BEGIN EXTRACT TO READ
When was the last time you saw a VIX below 13.0%? Most seasoned investors would tell you that this could be considered a once-in-a-cycle unicorn moment, and while the bears are focusing on reasons why the market could be pregnant with tail risk, others (maybe yourself included) are focused on what matters: making money.
It is more important than ever to pick the right stocks, as a slow market - topped by a holiday season on Wall Street - will make it harder to find the names that really move in the right direction.
The homework has been done for you, focusing on the oil sector, bringing you a reasonable upside to finish the year strong with names like Chesapeake Energy NASDAQ: CHK, First Solar NASDAQ: FSLR, and even Warren Buffett's own Occidental Petroleum NYSE: OXY, you are spoiled for choice, but more on why later.
When OPEC gives you lemons
Whenever the OPEC meets on production policy for daily oil barrels, markets seem to go into a trance, like when America's very own Jerome Powell (FED Chairman) comes on to speak at every FOMC meeting. Considering this is one of the world's most essential commodities, its latest meeting was nothing short of a surprise.
What surprise? There was no meeting at all! In fact, it was delayed last week to an undisclosed future date, causing the price per barrel to fall from roughly $77.2 to end the week 3.0% lower after the announcement to postpone.
The house view at investment banks like The Goldman Sachs Group NYSE: GS is that the price per barrel will reach $100 or more in the coming months.
However, as the two largest economies in the world, the U.S. and China, struggle to get their houses in order, the meeting delay could be a chance for them to catch their breath.
END EXTRACT TO READ
BEGIN DATASET ENTRIES
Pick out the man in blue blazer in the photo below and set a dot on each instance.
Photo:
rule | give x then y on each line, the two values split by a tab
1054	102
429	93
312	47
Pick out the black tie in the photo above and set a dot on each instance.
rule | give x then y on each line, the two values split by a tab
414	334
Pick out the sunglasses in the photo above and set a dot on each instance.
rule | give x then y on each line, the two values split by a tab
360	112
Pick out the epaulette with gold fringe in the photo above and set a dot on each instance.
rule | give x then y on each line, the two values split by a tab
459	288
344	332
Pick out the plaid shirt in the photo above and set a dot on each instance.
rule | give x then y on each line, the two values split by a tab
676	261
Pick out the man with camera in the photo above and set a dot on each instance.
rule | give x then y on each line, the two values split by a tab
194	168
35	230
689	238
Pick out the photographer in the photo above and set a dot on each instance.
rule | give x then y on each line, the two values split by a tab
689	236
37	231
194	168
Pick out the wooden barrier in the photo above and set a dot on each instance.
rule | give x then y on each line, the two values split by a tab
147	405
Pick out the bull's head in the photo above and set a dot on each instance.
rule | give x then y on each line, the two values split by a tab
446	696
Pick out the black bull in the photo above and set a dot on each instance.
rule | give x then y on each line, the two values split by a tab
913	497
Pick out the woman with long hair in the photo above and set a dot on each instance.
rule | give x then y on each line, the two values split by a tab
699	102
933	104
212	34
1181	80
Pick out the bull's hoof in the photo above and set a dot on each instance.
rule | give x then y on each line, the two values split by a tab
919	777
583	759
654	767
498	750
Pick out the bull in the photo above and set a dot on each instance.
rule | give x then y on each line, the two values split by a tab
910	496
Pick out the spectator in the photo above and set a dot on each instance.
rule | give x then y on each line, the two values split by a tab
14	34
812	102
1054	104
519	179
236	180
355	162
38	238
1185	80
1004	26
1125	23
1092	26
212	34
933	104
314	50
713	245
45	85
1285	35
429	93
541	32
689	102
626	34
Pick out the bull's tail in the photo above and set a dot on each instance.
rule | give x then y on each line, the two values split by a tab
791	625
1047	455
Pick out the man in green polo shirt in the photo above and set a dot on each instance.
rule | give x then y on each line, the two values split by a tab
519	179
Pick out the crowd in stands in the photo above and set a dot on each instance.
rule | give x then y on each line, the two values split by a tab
END DATASET ENTRIES
PROMPT A: From the oil-market article, reproduce word for word the passage that begins at the words "It is more important" and ends after "of a surprise.".
PROMPT B: Take the oil-market article further by writing what follows its final sentence.

OUTPUT A:
It is more important than ever to pick the right stocks, as a slow market - topped by a holiday season on Wall Street - will make it harder to find the names that really move in the right direction.
The homework has been done for you, focusing on the oil sector, bringing you a reasonable upside to finish the year strong with names like Chesapeake Energy NASDAQ: CHK, First Solar NASDAQ: FSLR, and even Warren Buffett's own Occidental Petroleum NYSE: OXY, you are spoiled for choice, but more on why later.
When OPEC gives you lemons
Whenever the OPEC meets on production policy for daily oil barrels, markets seem to go into a trance, like when America's very own Jerome Powell (FED Chairman) comes on to speak at every FOMC meeting. Considering this is one of the world's most essential commodities, its latest meeting was nothing short of a surprise.

OUTPUT B:
Given that the FED needs inflation to come down, and China needs to stimulate its own inflation via consumption, it looks like low oil prices will be the common ground for a while.
So look, knowing all this stuff to talk about at your next cocktail party or upcoming Christmas dinner is fine and dandy. Still, what can you do to make lemonade with the lemons OPEC has thrown your way? Stick around for one more minute.
Bet big, bet late
The biggest names in Wall Street are known to bet big and bet late, as being too early in a play can bring 'opportunity costs' and annoy short-sighted investors. However, there is one legend in the field whose investors couldn't care less about waiting: Warren Buffett.
Buffett has been holding (and quietly adding) shares of Occidental for a while despite the falling oil prices accompanied by a stock price decline of 2.5% in the past quarter. Other, less patient names have been buying up the stock as if expecting the incoming surge in oil prices to be nearby.
Invesco NYSE: IVZ, Occidental's second-largest shareholder, has increased its position by 2.8% in the past quarter. Antipodes Partners, the third largest shareholder, has also upped their position by 81.5%. These two have something in common: Impatient shareholders looking for fast and easy returns.
Well, they just might get it, as analysts see a net upside in Occidental stock of 19.0% and expect earnings per share to jump by as much as 41.0% in the next twelve months, compared to an industry average of only 33.0%.
Acting by osmosis (that's fancy for association), stocks like Chesapeake are also set to rise above their peers. The exploration industry expects EPS growth of 17.8% on average, while Chesapeake analysts are shooting for a massive 29.2%.
At a hefty 33.6% upside from today's prices, the only thing you will need to worry about is where to put all the lemonade. How is this possibly any good for a solar stock like First Solar?
The simple answer is found in the very same rise in oil prices that will catapult earnings at Occidental and Chesapeake. You see, when oil rises and becomes too expensive at the gas pump, customers - and investors - will be more welcoming of alternative energy sources.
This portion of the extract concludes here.